For years, many of us have advocated the importance of creating a better business environment, primarily so that the private sector would be empowered to provide desperately needed jobs.

Today, more people are employed in the private than public sector, perhaps for the first time. The informal sector, however, still provides the bulk of Egypt’s employment, thus depriving the formal economy of inestimable resources. The question is how to get people involved in the reform process in a way that is constructive to themselves and country, and how, simultaneously, to build that precious and most essential element of reform: people’s trust. Historically, extra-legality has been perceived as a political and social problem to national economies, whereas it could instead represent our best solution for economic growth.

Recently, the Egyptian Center for Economic Studies, in cooperation with Hernando de Soto’s Institute of Liberty & Democracy, completed a survey of Egypt’s property market that revealed some startling facts. Ninety-two percent of Egypt’s property owners hold their real estate assets as extralegal, that is, unregistered and without a title. The total value of this property is estimated at a staggering $200 billion and may well exceed this amount; but so long as it is unregistered, it is dead, useless capital. This situation is largely owed to an archaic process whereby registration of deeds and contracts takes over 200 days of red tape, and costs the applicant the sum of approximately £E 20,000. The cost of obtaining authorization to build on undeveloped land takes more than 1,000 days and estimated costs exceed £E 100,000. The registration process is dispersed and disorganized, representing a costly and daunting challenge that people find impossible to confront.
Clearly, it must become easier for people to own their property. The solution would be similar to that proposed for establishing proprietorship of new businesses, namely, a one-stop shop and a single real estate formalization and registry authority. As De Soto has memorably pointed out, “anarchy is not the absence of laws but the presence of too many laws.” Such is the case in Egypt, where vast amounts of capital have been rendered inert by not facilitating legal ownership.

By giving poor and average citizens the opportunity to own the place where they have lived often all their lives, the government would in effect be providing them with a fresh start, real security and a capital asset. A deed in hand is far more valuable than any amount of rhetorical promises of future prosperity. By rendering property registration accessible, people would become a part of the reform process instead of its critics. Ownership would serve as collateral for loans with which people can start businesses, thus providing millions of average Egyptians with a concrete stake in the national enterprise.

It is my strong conviction that if you give people title, put their names on a deed that ensures the roof over their heads, and promises the possibility of credit and enterprise, while providing them with more equitable tax treatment, then the impact on the economy – not to mention people’s attitudes – will be tremendously positive. The role of the media in the reform process has been long overlooked. It must be reassessed as a great untapped resource that can be rallied to the cause of public awareness of their new property rights, and keep people apprised of the value of their participation throughout the reform process.

It is well known that restructuring bureaucracy results in lay-offs and employees taking early pensions, thus reducing productive contributions to the economy. This would be counterbalanced by giving people title and the possibility of seed money to improve their lives in any number of ways.

Only by acting to directly touch people’s lives in beneficial ways, will the government achieve the ground swell of support necessary to proceed with even deeper reform. By making ownership available through a simple, accessible process, people can become part of a reform process that they can understand and will wish to protect.

**Goal:** Copy the passage on property registration in Egypt starting at "It is well known" and ending after "number of ways.", but replace "seed money" with "start-up capital".

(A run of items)
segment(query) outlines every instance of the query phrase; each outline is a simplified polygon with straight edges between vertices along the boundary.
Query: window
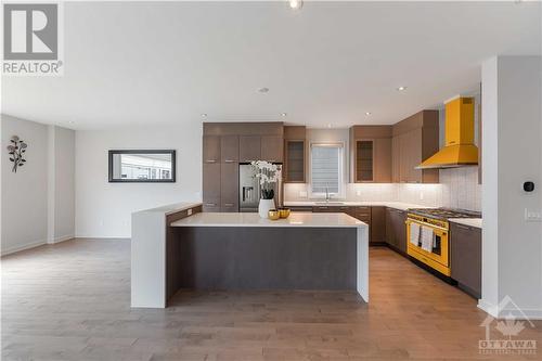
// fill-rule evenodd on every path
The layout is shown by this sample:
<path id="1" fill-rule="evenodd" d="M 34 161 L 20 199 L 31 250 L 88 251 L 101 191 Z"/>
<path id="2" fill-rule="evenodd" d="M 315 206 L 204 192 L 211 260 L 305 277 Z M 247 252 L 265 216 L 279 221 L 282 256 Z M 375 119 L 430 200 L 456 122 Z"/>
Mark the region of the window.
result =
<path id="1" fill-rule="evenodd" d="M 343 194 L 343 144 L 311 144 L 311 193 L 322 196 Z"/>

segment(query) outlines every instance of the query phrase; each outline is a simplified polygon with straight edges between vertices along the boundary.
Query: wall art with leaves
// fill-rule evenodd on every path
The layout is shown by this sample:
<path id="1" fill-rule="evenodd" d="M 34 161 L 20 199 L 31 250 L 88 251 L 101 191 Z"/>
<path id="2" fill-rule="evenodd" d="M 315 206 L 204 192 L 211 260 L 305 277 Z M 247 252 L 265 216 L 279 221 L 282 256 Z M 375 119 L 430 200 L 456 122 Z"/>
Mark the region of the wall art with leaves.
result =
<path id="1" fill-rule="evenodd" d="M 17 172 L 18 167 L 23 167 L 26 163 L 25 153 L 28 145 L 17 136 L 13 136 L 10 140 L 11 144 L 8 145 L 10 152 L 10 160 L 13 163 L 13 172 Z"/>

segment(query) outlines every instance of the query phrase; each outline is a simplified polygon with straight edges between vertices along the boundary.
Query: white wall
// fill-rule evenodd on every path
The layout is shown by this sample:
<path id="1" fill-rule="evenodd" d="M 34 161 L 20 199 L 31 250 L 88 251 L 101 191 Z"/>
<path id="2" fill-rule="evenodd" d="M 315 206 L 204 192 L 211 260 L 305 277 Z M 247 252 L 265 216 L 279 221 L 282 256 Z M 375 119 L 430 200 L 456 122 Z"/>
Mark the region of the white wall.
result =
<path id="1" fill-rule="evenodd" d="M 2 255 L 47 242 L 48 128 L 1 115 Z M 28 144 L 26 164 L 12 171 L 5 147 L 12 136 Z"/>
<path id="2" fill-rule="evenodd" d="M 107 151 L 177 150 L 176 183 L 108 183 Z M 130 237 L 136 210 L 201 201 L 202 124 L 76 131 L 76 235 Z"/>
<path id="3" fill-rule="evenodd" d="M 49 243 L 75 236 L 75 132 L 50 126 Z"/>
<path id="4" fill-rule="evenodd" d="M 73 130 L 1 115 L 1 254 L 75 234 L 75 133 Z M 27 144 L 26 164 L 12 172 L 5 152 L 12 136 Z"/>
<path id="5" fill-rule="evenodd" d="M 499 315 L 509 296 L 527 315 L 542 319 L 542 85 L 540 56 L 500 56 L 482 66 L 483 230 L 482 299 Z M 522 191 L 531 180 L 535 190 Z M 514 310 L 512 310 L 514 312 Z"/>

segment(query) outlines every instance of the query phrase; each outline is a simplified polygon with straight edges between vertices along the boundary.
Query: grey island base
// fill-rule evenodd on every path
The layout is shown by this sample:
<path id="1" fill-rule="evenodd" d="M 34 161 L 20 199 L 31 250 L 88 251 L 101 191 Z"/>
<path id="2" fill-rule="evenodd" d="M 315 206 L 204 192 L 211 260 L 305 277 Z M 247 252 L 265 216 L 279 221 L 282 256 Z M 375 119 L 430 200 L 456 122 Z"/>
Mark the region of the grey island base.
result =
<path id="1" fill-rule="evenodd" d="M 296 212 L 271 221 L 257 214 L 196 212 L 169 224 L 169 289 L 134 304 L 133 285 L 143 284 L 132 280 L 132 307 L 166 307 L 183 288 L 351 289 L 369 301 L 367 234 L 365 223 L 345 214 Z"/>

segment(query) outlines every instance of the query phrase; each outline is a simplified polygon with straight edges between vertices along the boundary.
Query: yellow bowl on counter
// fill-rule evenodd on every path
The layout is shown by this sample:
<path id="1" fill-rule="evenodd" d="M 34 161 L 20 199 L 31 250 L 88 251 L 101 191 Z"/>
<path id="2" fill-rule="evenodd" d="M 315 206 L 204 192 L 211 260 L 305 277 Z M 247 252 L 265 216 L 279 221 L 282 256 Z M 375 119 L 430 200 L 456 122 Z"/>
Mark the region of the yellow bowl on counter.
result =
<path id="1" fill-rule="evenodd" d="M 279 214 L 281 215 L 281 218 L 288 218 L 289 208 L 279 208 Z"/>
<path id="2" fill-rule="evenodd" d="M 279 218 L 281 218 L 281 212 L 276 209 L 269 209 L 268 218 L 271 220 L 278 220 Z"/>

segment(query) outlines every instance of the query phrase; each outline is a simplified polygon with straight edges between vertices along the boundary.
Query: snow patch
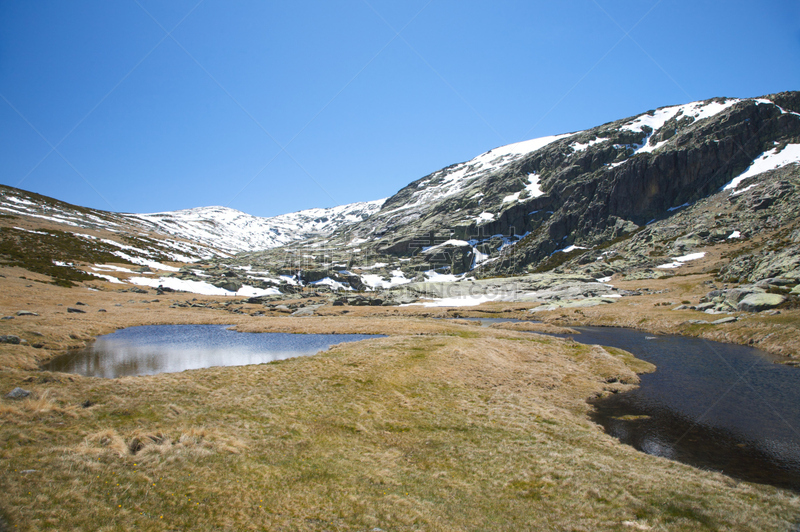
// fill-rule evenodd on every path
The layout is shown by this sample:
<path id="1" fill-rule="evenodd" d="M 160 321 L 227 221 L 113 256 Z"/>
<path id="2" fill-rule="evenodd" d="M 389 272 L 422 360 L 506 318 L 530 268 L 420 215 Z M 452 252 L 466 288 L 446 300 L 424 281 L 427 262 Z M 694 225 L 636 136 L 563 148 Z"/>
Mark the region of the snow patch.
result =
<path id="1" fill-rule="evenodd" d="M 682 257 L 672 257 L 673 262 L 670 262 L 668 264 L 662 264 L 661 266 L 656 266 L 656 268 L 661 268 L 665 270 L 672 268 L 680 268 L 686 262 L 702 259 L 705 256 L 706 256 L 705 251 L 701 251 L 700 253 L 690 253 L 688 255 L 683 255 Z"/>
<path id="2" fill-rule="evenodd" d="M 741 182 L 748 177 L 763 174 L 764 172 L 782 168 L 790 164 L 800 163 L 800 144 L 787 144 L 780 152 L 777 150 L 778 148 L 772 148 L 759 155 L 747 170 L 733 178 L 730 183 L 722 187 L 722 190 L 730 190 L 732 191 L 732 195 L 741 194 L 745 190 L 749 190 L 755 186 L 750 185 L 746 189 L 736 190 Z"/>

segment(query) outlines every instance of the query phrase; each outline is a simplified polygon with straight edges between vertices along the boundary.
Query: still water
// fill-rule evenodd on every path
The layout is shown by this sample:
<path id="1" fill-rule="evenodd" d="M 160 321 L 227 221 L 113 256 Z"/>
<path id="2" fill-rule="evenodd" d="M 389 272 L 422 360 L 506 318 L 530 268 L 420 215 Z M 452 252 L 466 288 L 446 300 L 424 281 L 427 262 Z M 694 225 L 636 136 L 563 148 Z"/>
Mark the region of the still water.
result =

**Answer below:**
It is well known that restructuring bureaucracy results in lay-offs and employees taking early pensions, thus reducing productive contributions to the economy. This would be counterbalanced by giving people title and the possibility of start-up capital to improve their lives in any number of ways.